• _GIVEN PROBLEM_: Render each line of the data below as a numbered list, omitting blank lines and leaving out the pictures.

• _ENTRIES SHOWN_:
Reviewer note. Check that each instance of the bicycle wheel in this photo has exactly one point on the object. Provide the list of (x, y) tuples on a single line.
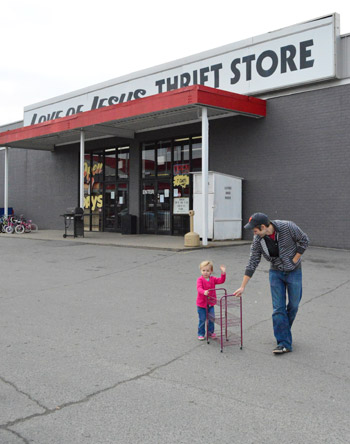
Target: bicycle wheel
[(19, 229), (33, 228)]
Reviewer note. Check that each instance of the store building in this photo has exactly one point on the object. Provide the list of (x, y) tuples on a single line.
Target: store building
[(273, 110)]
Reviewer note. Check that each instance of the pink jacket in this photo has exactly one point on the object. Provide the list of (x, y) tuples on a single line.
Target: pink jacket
[(203, 285)]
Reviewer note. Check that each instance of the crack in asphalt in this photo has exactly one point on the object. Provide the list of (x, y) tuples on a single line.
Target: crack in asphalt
[(87, 398), (72, 284), (302, 304), (5, 381), (18, 435)]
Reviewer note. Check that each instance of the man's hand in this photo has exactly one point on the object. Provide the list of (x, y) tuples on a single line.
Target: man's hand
[(296, 258), (239, 291)]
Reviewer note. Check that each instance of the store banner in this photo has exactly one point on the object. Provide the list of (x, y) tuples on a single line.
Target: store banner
[(289, 57)]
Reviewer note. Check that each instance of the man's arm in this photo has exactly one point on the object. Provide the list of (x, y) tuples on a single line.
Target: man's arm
[(240, 290)]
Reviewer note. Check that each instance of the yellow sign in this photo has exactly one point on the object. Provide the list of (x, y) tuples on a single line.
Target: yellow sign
[(93, 202), (181, 180)]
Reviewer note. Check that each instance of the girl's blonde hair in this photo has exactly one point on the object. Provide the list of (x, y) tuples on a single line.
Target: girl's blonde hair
[(205, 264)]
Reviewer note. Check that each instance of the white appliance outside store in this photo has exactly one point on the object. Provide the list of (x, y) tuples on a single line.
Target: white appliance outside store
[(224, 206)]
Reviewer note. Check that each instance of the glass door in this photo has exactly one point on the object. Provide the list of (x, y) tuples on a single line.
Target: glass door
[(121, 204), (163, 207), (149, 207), (110, 208), (156, 207)]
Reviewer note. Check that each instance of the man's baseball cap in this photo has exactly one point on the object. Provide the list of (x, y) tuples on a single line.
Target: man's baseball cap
[(257, 219)]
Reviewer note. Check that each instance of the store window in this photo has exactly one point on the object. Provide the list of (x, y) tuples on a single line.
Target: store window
[(106, 175), (167, 184)]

• _FINISHED ANSWER_:
1. Reviewer note. Check that each instance of the bicycle wheel in this photo has exactly one point on the object. Provide the list of (x, y) tuples on a single line.
2. Target: bicycle wheel
3. [(19, 229), (33, 228)]
4. Reviewer note. Check that each instance of the store building in this photo has exactly one point on the object. Provide the list of (x, y) tuples on a single line.
5. Target: store building
6. [(273, 110)]
7. Reviewer note. Check that each instance of the pink jacket in this photo has exactly one point on the object. Provide the list of (x, y) tuples on a single line.
8. Target: pink jacket
9. [(203, 285)]
10. Reviewer note. Check that each instance of the crack in asphalt in this photo has exactly one point on the object. Provide the list of (x, y) tuples on a single line.
11. Target: crack in asphalt
12. [(87, 398), (72, 284), (302, 304), (5, 381), (18, 435)]
13. Reviewer note. Check that each instance of the man's hand in this photo has exactly one point on the object. Provide the list of (x, y) tuples on a single line.
14. Target: man's hand
15. [(296, 258), (239, 291)]
16. Reviewer note. Check that each instance of the store banner in this photo has exactly one point on the object. Provide the list of (x, y) tuples on a single line.
17. Target: store banner
18. [(289, 57)]
19. Reviewer note. Check that each instance of the man's arm in this photo has exactly one point on the object. Provide the list of (x, y) tuples on a single line.
20. Target: man's arm
21. [(240, 290)]
22. Reviewer note. Check that each instance of the yellow sign in this photo has exactly one point on the object. Provide the list of (x, y) tuples on a single line.
23. Target: yellow sign
24. [(93, 202), (181, 180)]
25. Reviewer note. Check that each instance of the girl's blonde hair in this photo has exactly one point on the object. Provide the list of (x, y) tuples on a single line.
26. Target: girl's blonde hair
27. [(205, 264)]
28. Reviewer note. Check that each instance of the white appliance outside store in this photo has exactly one point on the object. Provide the list of (x, y) tuples on a single line.
29. Target: white appliance outside store
30. [(224, 206)]
31. Reviewer note. Check that each instance of the glass door in this photo has exactly one point on the object. Provide the list of (x, y) tuples on a single line.
32. Target: glass door
33. [(121, 204), (163, 207), (149, 207), (110, 208), (156, 207)]
34. Reviewer note. Check that each instance of the man's baseball cap in this photo has exactly one point on the object. Provide the list of (x, y) tuples on a single line.
35. Target: man's baseball cap
36. [(257, 219)]
37. Reviewer note. Check that each instance of the store window in this photo has exactly one point on the object. Provide the list of (x, y) tuples on a single line.
38. Target: store window
39. [(106, 175), (167, 184)]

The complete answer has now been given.